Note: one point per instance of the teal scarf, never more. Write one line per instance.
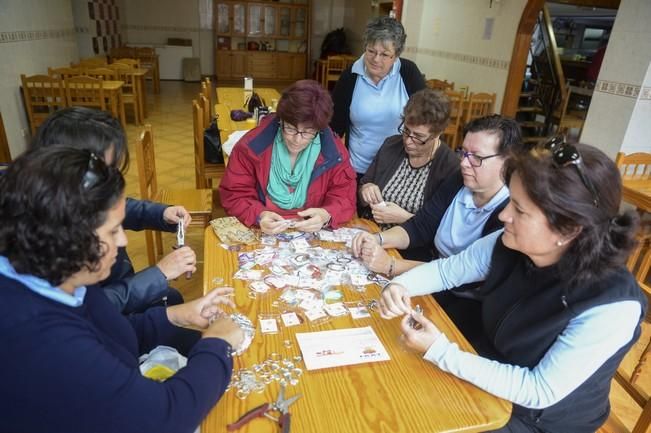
(288, 188)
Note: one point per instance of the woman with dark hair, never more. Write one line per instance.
(71, 360)
(559, 309)
(291, 165)
(370, 95)
(409, 166)
(101, 133)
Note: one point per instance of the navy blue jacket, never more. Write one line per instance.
(75, 369)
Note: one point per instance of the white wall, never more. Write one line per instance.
(446, 39)
(34, 34)
(620, 112)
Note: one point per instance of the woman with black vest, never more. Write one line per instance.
(559, 309)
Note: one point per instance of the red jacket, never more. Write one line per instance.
(243, 189)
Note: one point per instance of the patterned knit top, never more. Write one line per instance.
(406, 187)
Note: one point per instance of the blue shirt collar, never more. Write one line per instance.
(466, 199)
(42, 287)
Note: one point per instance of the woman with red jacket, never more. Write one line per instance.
(291, 167)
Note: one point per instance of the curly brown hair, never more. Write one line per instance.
(52, 200)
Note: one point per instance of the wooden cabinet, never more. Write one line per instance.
(261, 39)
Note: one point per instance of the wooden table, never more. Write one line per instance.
(405, 394)
(637, 192)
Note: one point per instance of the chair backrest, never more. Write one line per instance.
(452, 132)
(628, 377)
(635, 165)
(43, 95)
(204, 104)
(105, 73)
(198, 129)
(86, 92)
(479, 105)
(335, 65)
(146, 164)
(439, 84)
(135, 63)
(65, 72)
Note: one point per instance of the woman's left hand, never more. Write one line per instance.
(176, 214)
(389, 213)
(420, 337)
(315, 219)
(197, 313)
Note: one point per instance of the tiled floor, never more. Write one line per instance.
(171, 120)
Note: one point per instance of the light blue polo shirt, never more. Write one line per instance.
(463, 222)
(375, 113)
(42, 287)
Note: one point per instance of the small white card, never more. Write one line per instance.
(359, 312)
(336, 309)
(268, 326)
(315, 314)
(341, 347)
(290, 319)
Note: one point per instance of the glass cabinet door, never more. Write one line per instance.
(299, 23)
(222, 20)
(239, 12)
(284, 15)
(254, 24)
(269, 21)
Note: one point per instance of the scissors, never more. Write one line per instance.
(280, 405)
(180, 242)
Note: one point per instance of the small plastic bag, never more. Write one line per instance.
(161, 363)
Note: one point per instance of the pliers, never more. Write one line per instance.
(280, 405)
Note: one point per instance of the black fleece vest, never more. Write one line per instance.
(526, 308)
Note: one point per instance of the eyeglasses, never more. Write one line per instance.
(370, 52)
(95, 172)
(306, 135)
(407, 133)
(564, 154)
(474, 160)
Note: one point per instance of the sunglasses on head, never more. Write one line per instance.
(564, 154)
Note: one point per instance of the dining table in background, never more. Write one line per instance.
(406, 394)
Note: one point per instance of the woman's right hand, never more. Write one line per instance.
(394, 301)
(225, 328)
(360, 239)
(371, 193)
(271, 223)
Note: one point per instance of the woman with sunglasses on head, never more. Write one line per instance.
(370, 95)
(409, 166)
(291, 167)
(70, 359)
(559, 308)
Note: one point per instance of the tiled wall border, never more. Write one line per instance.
(142, 27)
(461, 57)
(624, 89)
(35, 35)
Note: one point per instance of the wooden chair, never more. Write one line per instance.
(65, 73)
(85, 92)
(205, 172)
(335, 65)
(130, 88)
(105, 73)
(198, 202)
(451, 133)
(635, 165)
(479, 105)
(629, 380)
(442, 85)
(43, 95)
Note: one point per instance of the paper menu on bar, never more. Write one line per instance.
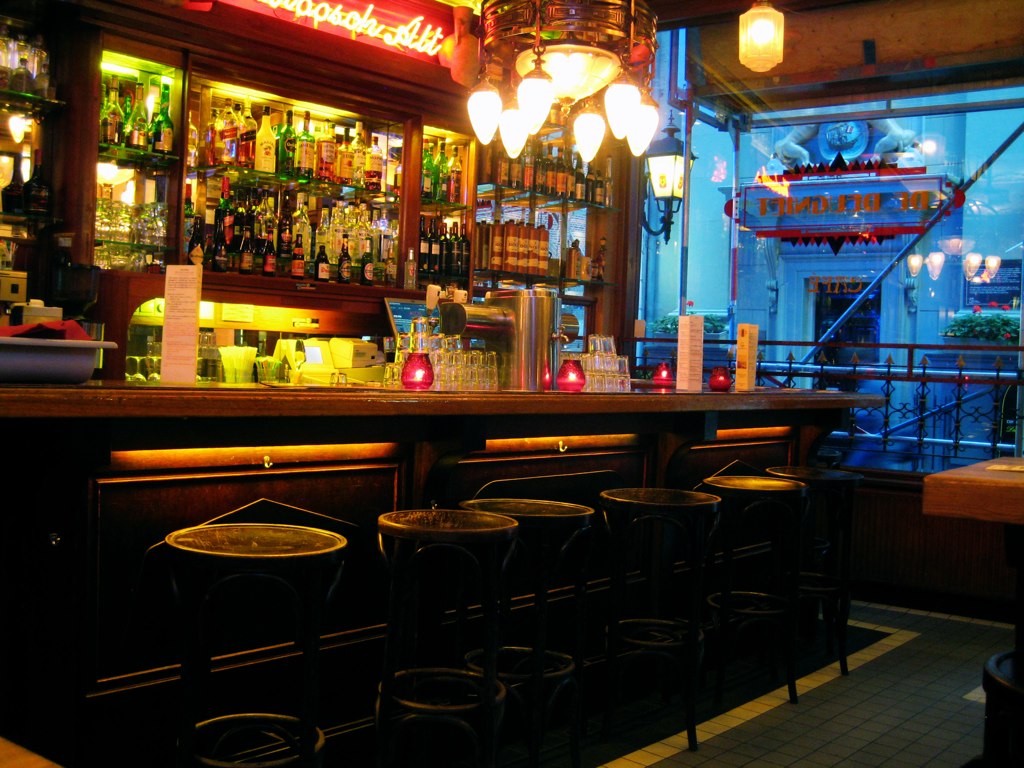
(182, 288)
(689, 353)
(747, 356)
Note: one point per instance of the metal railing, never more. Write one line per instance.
(943, 404)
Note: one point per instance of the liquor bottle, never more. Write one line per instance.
(247, 256)
(229, 132)
(427, 174)
(114, 119)
(424, 264)
(409, 276)
(367, 261)
(137, 129)
(358, 147)
(195, 247)
(37, 192)
(374, 169)
(247, 138)
(455, 177)
(211, 138)
(298, 268)
(285, 238)
(323, 265)
(286, 145)
(344, 261)
(327, 150)
(192, 158)
(162, 129)
(265, 152)
(440, 172)
(345, 170)
(305, 151)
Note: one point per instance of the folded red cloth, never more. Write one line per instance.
(56, 330)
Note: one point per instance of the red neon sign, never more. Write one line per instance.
(383, 28)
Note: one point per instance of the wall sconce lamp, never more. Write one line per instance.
(667, 172)
(761, 33)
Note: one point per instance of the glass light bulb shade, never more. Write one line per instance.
(644, 124)
(992, 264)
(913, 263)
(761, 33)
(972, 263)
(622, 98)
(588, 132)
(577, 71)
(513, 130)
(484, 107)
(535, 95)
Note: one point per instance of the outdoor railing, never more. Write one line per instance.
(944, 404)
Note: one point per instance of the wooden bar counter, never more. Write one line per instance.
(96, 475)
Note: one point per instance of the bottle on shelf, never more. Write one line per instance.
(305, 151)
(374, 169)
(37, 190)
(455, 178)
(137, 128)
(265, 148)
(344, 261)
(409, 276)
(427, 174)
(345, 164)
(286, 145)
(162, 127)
(247, 137)
(194, 251)
(323, 265)
(192, 156)
(367, 260)
(211, 138)
(298, 267)
(230, 130)
(327, 150)
(247, 256)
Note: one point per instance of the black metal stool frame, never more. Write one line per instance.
(632, 513)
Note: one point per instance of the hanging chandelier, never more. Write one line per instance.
(540, 53)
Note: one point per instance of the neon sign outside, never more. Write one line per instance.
(413, 36)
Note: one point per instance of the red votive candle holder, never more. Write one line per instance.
(664, 375)
(570, 377)
(417, 373)
(720, 381)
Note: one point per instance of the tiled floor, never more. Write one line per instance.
(912, 698)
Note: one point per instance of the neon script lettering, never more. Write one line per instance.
(410, 36)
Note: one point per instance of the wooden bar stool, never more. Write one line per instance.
(772, 509)
(295, 565)
(826, 579)
(436, 557)
(553, 541)
(649, 532)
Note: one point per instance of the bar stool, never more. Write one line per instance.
(552, 540)
(300, 564)
(649, 531)
(826, 581)
(462, 549)
(773, 508)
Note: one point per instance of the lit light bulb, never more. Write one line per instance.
(588, 130)
(514, 132)
(622, 99)
(484, 111)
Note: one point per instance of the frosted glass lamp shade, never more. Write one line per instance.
(622, 99)
(484, 111)
(588, 130)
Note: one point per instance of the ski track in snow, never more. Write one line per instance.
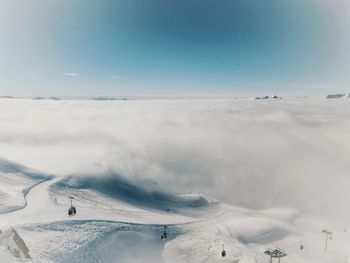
(97, 234)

INSTRUCTIONS FOR THE TASK:
A word-for-word repetition of the data above, without pictures, is the expected answer.

ANSWER SPACE:
Note: one point per instance of the teal scarf, never more. Write one line per instance.
(288, 188)
Note: one point per instance of the woman with dark hair, never more. Write one line per instance.
(71, 360)
(559, 309)
(291, 165)
(370, 95)
(409, 166)
(101, 133)
Note: one point per instance of the navy blue jacket, never more. Write one line per instance.
(75, 369)
Note: one point per instance of the white wall, never more. Write one line per instance.
(446, 39)
(34, 34)
(620, 112)
Note: one point per instance of the woman with black vest, never more. Write one line per instance.
(559, 309)
Note: one point per instance of the red jacket, never more. Write one line per instance.
(243, 189)
Note: one point per instance of the patterned knit top, never more. Write one line per instance.
(406, 187)
Note: one point per instance of the blue shirt collar, never more. Write one line per instance.
(466, 199)
(42, 287)
Note: one point per instance of the woman with red jacket, never more. Write one line per instance.
(291, 167)
Note: one point per instance of the curly brown hair, never more. Write one line per instance.
(52, 200)
Note: one point per instance of the wooden cabinet, never more. Write one line per instance.
(261, 39)
Note: one point per instance of the wooden table, never more. Write one line per instance.
(405, 394)
(637, 192)
Note: one point per instance of the chair backrest, never more. Write one line per instance.
(452, 132)
(628, 377)
(635, 165)
(43, 95)
(204, 104)
(105, 73)
(198, 129)
(86, 92)
(479, 105)
(335, 65)
(146, 164)
(439, 84)
(135, 63)
(65, 72)
Note: one point per instance of the woman's left hand, never more. Write one line per instance.
(176, 214)
(389, 213)
(420, 337)
(315, 219)
(197, 313)
Note: one point per instance of the tiled floor, never more. Write one line per instance.
(171, 120)
Note: one point per instance of the light blue polo shirt, never more. Write one line per instance.
(463, 222)
(375, 113)
(42, 287)
Note: one point per instance of the small white card, never more. Write one line per instance.
(359, 312)
(336, 309)
(268, 326)
(315, 314)
(341, 347)
(290, 319)
Note: one point per instance of the glass cabinet door, never more. Write one line per instance.
(299, 23)
(222, 20)
(239, 12)
(284, 15)
(254, 24)
(269, 21)
Note: one point per instance of the scissors, never more. Write one line per instance.
(280, 405)
(180, 242)
Note: one point per instance of the small plastic bag, never more. Write one line per instance.
(161, 363)
Note: one point per instance of the pliers, never more. Write one line per instance.
(280, 405)
Note: one point per instance of the black fleece vest, never more. Write one line per instance.
(526, 308)
Note: one point per instance of the eyeglasses, never more. Write one line per instance.
(370, 52)
(95, 172)
(306, 135)
(407, 133)
(564, 154)
(474, 160)
Note: one point per instance of the sunglasses on head, never more. Write one line per instance.
(564, 154)
Note: one point per instance of the dining table in background, never more. Write one line per instance.
(406, 394)
Note: one point per instance of the woman's right hand, never more. Write one line per instance.
(394, 301)
(225, 328)
(360, 239)
(371, 193)
(271, 223)
Note: one point per instance of the woman with sunglasses on head, never more. Write one line per instance.
(370, 95)
(409, 166)
(291, 167)
(70, 359)
(559, 308)
Note: one point per instance of the tiled wall border, never more. Write one line per instance.
(142, 27)
(461, 57)
(624, 89)
(35, 35)
Note: one point per instance of the wooden chair, never more. Write one line per instance.
(65, 73)
(85, 92)
(205, 172)
(335, 65)
(130, 88)
(105, 73)
(198, 202)
(451, 133)
(635, 165)
(479, 105)
(629, 380)
(442, 85)
(43, 95)
Note: one point per instance of the paper menu on bar, never more. Write one line per instance.
(182, 288)
(689, 353)
(747, 356)
Note: one point per instance of the metal railing, never more. Write one line per instance.
(943, 404)
Note: one point per instance of the liquor bottle, never more. Write one line per instance.
(247, 256)
(229, 132)
(427, 174)
(114, 119)
(424, 264)
(409, 276)
(367, 261)
(137, 129)
(358, 147)
(195, 247)
(37, 192)
(374, 169)
(247, 138)
(455, 177)
(211, 138)
(298, 268)
(285, 238)
(323, 265)
(286, 145)
(344, 261)
(327, 150)
(192, 158)
(162, 129)
(265, 152)
(440, 172)
(345, 170)
(305, 151)
Note: one point per instance of the folded red cloth, never more. Write one line per instance.
(56, 330)
Note: one point per instance of the red neon sign, never more. Write one line per instance.
(383, 28)
Note: one point per instance of the wall sconce lamp, never more. Write one line per instance.
(667, 172)
(761, 33)
Note: one point per instance of the glass light bulb shade, never more. Write one line per instance.
(644, 124)
(992, 264)
(913, 263)
(761, 33)
(972, 263)
(622, 98)
(588, 132)
(577, 71)
(513, 130)
(484, 107)
(535, 95)
Note: one point per instance of the outdoor railing, never more. Write one line per instance.
(944, 404)
Note: one point per instance of the wooden bar counter, never more. Write one line per instance.
(96, 475)
Note: one point per instance of the bottle on shelf, never more. Write one line per instance.
(305, 151)
(374, 169)
(37, 190)
(455, 178)
(137, 128)
(265, 148)
(344, 261)
(409, 276)
(427, 174)
(345, 164)
(286, 145)
(162, 127)
(247, 137)
(194, 251)
(323, 265)
(192, 156)
(367, 260)
(211, 138)
(298, 267)
(230, 130)
(327, 150)
(247, 256)
Note: one point per instance of the black metal stool frame, never more. Write one line per instance.
(632, 513)
Note: one point per instance of the hanging chandelier, never more. Write one line per instance.
(540, 53)
Note: one point per instance of the neon sign outside, never more. Write one line per instance.
(413, 36)
Note: one point per instance of the red votive candle holder, never more. Write one line per instance.
(664, 375)
(570, 377)
(417, 373)
(720, 381)
Note: one point per instance of the tiled floor, never more. Write one line per instance.
(912, 698)
Note: one point per instance of the neon script lettering, never more. Write one line per instance.
(410, 36)
Note: one point per instance of the wooden bar stool, never more. Write one line per instance.
(772, 509)
(295, 565)
(826, 579)
(436, 557)
(553, 541)
(649, 532)
Note: one point per instance of the bar stool, never more. Write one line per instance.
(552, 540)
(300, 564)
(649, 531)
(826, 581)
(462, 549)
(773, 508)
Note: one point per instance of the lit light bulb, never more. Write one line per instance.
(588, 130)
(514, 132)
(622, 99)
(484, 111)
Note: one point per instance of the frosted glass lamp shade, never more. Write one line per instance.
(622, 99)
(484, 111)
(588, 130)
Note: one point per instance of the ski track in snow, never more. Write one line per instance.
(97, 234)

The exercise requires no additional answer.